___ RECORDS FOR THE EXERCISE
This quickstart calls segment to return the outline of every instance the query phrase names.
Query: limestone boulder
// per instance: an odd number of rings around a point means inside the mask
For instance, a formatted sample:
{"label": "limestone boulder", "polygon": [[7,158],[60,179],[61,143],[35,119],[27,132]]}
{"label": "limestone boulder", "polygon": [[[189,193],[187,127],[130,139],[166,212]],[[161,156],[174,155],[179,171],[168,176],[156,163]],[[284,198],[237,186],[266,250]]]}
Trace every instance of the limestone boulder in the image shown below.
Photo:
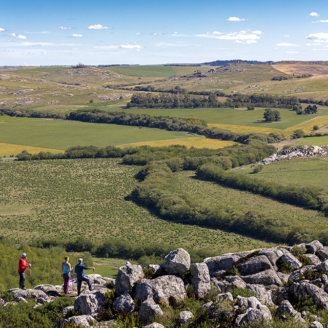
{"label": "limestone boulder", "polygon": [[209,268],[211,277],[217,278],[219,272],[226,270],[233,266],[241,257],[232,253],[229,253],[214,257],[208,257],[202,261]]}
{"label": "limestone boulder", "polygon": [[180,324],[192,323],[194,315],[190,311],[182,311],[179,313]]}
{"label": "limestone boulder", "polygon": [[273,270],[273,266],[266,256],[257,255],[238,265],[238,269],[242,275],[248,276],[265,270]]}
{"label": "limestone boulder", "polygon": [[141,265],[131,264],[127,262],[118,269],[115,282],[115,293],[118,295],[129,293],[144,278],[144,275]]}
{"label": "limestone boulder", "polygon": [[90,327],[93,323],[94,319],[91,316],[83,315],[81,316],[73,316],[68,319],[68,322],[76,326]]}
{"label": "limestone boulder", "polygon": [[163,269],[169,275],[180,275],[190,268],[190,255],[183,248],[170,252],[166,257]]}
{"label": "limestone boulder", "polygon": [[157,303],[169,305],[186,297],[183,281],[176,276],[143,279],[136,286],[135,299],[139,301],[152,298]]}
{"label": "limestone boulder", "polygon": [[105,300],[104,295],[99,292],[87,295],[80,295],[74,302],[74,309],[75,311],[80,309],[83,315],[95,317]]}
{"label": "limestone boulder", "polygon": [[132,312],[135,308],[132,298],[127,293],[120,295],[114,301],[113,309],[119,313],[127,314]]}
{"label": "limestone boulder", "polygon": [[42,291],[49,296],[61,297],[61,295],[54,286],[52,285],[37,285],[34,288],[35,290]]}
{"label": "limestone boulder", "polygon": [[211,289],[209,268],[204,263],[195,263],[190,265],[191,282],[196,297],[204,298]]}
{"label": "limestone boulder", "polygon": [[248,276],[240,276],[240,278],[246,283],[262,284],[265,286],[269,285],[281,286],[282,285],[281,280],[275,271],[272,269],[265,270]]}
{"label": "limestone boulder", "polygon": [[279,304],[277,310],[278,316],[283,320],[286,320],[289,317],[293,318],[296,321],[301,322],[305,322],[305,321],[302,318],[301,314],[298,312],[292,306],[289,301],[285,300]]}
{"label": "limestone boulder", "polygon": [[290,288],[291,293],[299,302],[310,295],[319,309],[328,310],[328,294],[321,288],[309,281],[293,282]]}
{"label": "limestone boulder", "polygon": [[142,322],[149,322],[156,316],[162,315],[163,311],[152,298],[148,298],[140,306],[139,317]]}

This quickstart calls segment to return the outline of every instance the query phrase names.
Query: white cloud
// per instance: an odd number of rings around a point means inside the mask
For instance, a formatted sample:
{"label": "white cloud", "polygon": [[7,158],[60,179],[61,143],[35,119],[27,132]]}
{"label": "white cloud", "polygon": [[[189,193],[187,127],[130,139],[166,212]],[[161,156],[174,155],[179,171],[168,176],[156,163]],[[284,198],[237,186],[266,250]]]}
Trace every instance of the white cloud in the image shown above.
{"label": "white cloud", "polygon": [[321,19],[321,20],[316,20],[312,23],[328,23],[328,19]]}
{"label": "white cloud", "polygon": [[88,28],[89,30],[108,30],[113,28],[109,26],[102,26],[101,24],[96,24],[95,25],[90,25]]}
{"label": "white cloud", "polygon": [[128,49],[139,49],[142,48],[141,46],[139,45],[121,45],[119,47],[120,48]]}
{"label": "white cloud", "polygon": [[328,33],[319,32],[319,33],[310,33],[305,38],[309,40],[316,40],[317,42],[327,42]]}
{"label": "white cloud", "polygon": [[22,34],[19,34],[18,35],[16,35],[16,33],[10,33],[10,34],[8,34],[8,35],[9,35],[10,36],[13,36],[16,39],[27,39],[27,37],[26,37],[26,36],[25,36],[25,35],[22,35]]}
{"label": "white cloud", "polygon": [[293,43],[277,43],[276,46],[278,46],[278,47],[300,47],[300,46],[298,46],[297,45],[294,45]]}
{"label": "white cloud", "polygon": [[[248,40],[258,40],[261,38],[258,34],[249,31],[240,31],[240,32],[231,32],[223,33],[215,31],[213,32],[207,32],[206,34],[196,34],[195,36],[200,37],[209,37],[217,40],[232,40],[233,41],[240,40],[246,42]],[[254,42],[250,43],[255,43]]]}
{"label": "white cloud", "polygon": [[244,18],[240,18],[238,17],[229,17],[227,20],[229,22],[241,22],[242,20],[246,20]]}

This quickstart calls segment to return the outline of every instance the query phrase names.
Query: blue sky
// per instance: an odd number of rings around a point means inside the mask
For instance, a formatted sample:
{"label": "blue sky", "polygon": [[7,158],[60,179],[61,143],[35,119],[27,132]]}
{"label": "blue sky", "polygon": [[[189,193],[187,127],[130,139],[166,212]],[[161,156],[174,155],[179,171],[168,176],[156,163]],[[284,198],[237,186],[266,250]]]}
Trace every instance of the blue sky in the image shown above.
{"label": "blue sky", "polygon": [[328,60],[326,0],[18,0],[0,12],[0,66]]}

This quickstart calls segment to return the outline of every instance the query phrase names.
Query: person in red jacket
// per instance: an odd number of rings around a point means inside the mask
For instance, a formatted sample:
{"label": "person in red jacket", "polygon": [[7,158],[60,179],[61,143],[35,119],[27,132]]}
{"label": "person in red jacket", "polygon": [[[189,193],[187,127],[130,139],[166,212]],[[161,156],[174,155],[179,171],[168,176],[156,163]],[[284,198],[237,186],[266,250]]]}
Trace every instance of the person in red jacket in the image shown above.
{"label": "person in red jacket", "polygon": [[27,263],[25,259],[27,257],[27,254],[23,253],[22,257],[18,262],[18,273],[19,274],[19,288],[26,290],[25,286],[25,270],[27,268],[31,266],[31,263]]}

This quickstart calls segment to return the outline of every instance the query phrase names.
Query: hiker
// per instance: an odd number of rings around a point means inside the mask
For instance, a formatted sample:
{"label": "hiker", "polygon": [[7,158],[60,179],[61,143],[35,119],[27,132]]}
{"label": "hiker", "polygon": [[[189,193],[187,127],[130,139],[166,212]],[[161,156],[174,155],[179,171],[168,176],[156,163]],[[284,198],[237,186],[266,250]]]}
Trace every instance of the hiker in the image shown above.
{"label": "hiker", "polygon": [[71,278],[71,271],[72,271],[72,267],[71,264],[68,263],[70,259],[68,256],[64,256],[65,262],[61,263],[61,277],[64,278],[64,293],[67,294],[68,293],[68,284],[70,283],[70,278]]}
{"label": "hiker", "polygon": [[27,254],[23,253],[22,257],[18,261],[18,273],[19,274],[19,288],[26,290],[25,286],[25,270],[27,268],[31,266],[31,263],[27,263],[25,259],[27,257]]}
{"label": "hiker", "polygon": [[91,269],[94,270],[94,268],[88,268],[88,266],[86,266],[82,264],[83,262],[83,259],[79,258],[78,264],[76,264],[75,268],[76,278],[77,278],[77,296],[79,295],[81,292],[81,284],[82,284],[82,281],[87,282],[89,290],[93,291],[94,289],[92,288],[91,280],[90,280],[88,277],[86,277],[84,274],[85,270],[89,270]]}

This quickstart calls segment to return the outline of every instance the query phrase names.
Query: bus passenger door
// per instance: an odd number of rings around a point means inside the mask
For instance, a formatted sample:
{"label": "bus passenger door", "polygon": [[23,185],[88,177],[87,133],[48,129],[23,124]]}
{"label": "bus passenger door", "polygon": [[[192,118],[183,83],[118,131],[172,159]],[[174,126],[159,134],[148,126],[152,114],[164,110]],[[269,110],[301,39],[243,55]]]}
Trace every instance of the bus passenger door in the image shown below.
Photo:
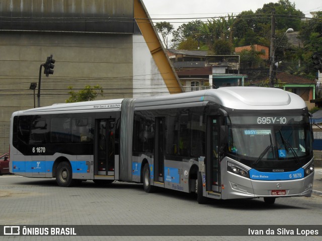
{"label": "bus passenger door", "polygon": [[218,116],[208,116],[207,120],[206,188],[216,192],[220,192],[219,119]]}
{"label": "bus passenger door", "polygon": [[95,175],[114,176],[115,124],[113,119],[96,122]]}
{"label": "bus passenger door", "polygon": [[155,118],[154,140],[153,181],[164,183],[165,121],[163,117]]}

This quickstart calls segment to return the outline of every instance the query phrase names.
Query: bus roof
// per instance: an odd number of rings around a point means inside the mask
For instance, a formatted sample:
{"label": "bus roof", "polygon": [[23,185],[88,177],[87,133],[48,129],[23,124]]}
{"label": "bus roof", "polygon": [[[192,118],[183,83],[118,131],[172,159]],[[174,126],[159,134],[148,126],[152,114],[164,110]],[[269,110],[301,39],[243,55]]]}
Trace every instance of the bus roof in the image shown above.
{"label": "bus roof", "polygon": [[179,103],[212,101],[231,109],[281,110],[303,109],[301,97],[277,88],[253,87],[222,87],[217,89],[186,92],[135,100],[136,107],[167,106]]}
{"label": "bus roof", "polygon": [[20,114],[33,114],[35,113],[45,114],[46,112],[79,112],[82,110],[91,111],[102,111],[108,109],[110,111],[120,111],[123,99],[115,100],[103,100],[99,101],[85,101],[72,103],[55,104],[51,106],[37,108],[29,109],[19,111]]}

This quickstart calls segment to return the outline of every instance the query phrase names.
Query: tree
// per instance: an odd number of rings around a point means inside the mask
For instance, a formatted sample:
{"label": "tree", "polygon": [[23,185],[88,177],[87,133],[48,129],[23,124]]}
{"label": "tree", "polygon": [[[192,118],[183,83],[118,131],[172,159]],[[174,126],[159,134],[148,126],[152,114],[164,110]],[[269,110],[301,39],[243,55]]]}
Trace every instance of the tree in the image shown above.
{"label": "tree", "polygon": [[168,48],[167,36],[174,29],[173,25],[168,22],[160,22],[155,24],[155,28],[156,31],[161,34],[166,48]]}
{"label": "tree", "polygon": [[103,91],[102,88],[99,85],[93,86],[85,86],[85,88],[80,90],[78,92],[75,92],[72,90],[72,86],[68,86],[68,89],[70,90],[68,94],[70,96],[66,100],[66,103],[74,102],[82,102],[83,101],[93,101],[99,95],[103,96]]}
{"label": "tree", "polygon": [[195,20],[180,25],[177,30],[172,32],[174,47],[178,47],[180,43],[186,41],[189,37],[198,42],[204,42],[203,36],[199,30],[199,28],[202,24],[201,20]]}
{"label": "tree", "polygon": [[213,50],[215,55],[229,55],[232,52],[232,45],[228,40],[218,39],[214,43]]}
{"label": "tree", "polygon": [[189,37],[186,40],[179,44],[178,48],[185,50],[198,50],[198,41],[194,40],[191,37]]}

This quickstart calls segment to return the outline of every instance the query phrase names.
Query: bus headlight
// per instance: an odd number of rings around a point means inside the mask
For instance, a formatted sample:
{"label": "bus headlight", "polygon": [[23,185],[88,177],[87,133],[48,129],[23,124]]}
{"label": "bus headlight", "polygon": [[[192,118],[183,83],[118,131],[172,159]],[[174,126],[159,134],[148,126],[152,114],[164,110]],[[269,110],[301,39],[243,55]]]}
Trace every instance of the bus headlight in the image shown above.
{"label": "bus headlight", "polygon": [[247,170],[229,162],[227,162],[227,171],[245,178],[250,178]]}
{"label": "bus headlight", "polygon": [[305,176],[308,176],[314,171],[314,165],[312,164],[308,167],[304,171]]}

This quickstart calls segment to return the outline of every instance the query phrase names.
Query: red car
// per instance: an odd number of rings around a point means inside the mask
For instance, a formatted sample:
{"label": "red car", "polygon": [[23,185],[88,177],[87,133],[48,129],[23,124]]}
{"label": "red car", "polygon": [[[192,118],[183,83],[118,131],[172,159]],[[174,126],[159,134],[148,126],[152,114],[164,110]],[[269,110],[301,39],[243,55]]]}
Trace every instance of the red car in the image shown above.
{"label": "red car", "polygon": [[10,174],[9,172],[10,156],[9,152],[0,155],[0,175]]}

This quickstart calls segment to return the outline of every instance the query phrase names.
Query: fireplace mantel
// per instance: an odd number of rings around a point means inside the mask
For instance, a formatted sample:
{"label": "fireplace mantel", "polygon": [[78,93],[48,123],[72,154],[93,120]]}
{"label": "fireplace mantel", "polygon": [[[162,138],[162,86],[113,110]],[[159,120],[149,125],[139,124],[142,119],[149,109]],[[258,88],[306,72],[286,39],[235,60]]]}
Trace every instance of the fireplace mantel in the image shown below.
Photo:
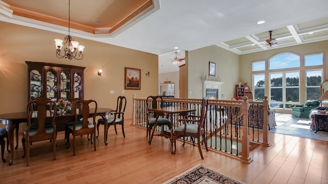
______
▸ WHAT TO DO
Show every line of the rows above that contains the word "mantel".

▸ SOLUTION TO THE EXERCISE
Query: fireplace mantel
{"label": "fireplace mantel", "polygon": [[78,93],[48,123],[72,154],[93,120]]}
{"label": "fireplace mantel", "polygon": [[[162,138],[162,86],[113,110]],[[159,120],[149,125],[139,124],[142,119],[149,109]],[[258,88],[306,72],[286,39],[235,60]]]}
Trace every instance of the fireplace mantel in the image shown below.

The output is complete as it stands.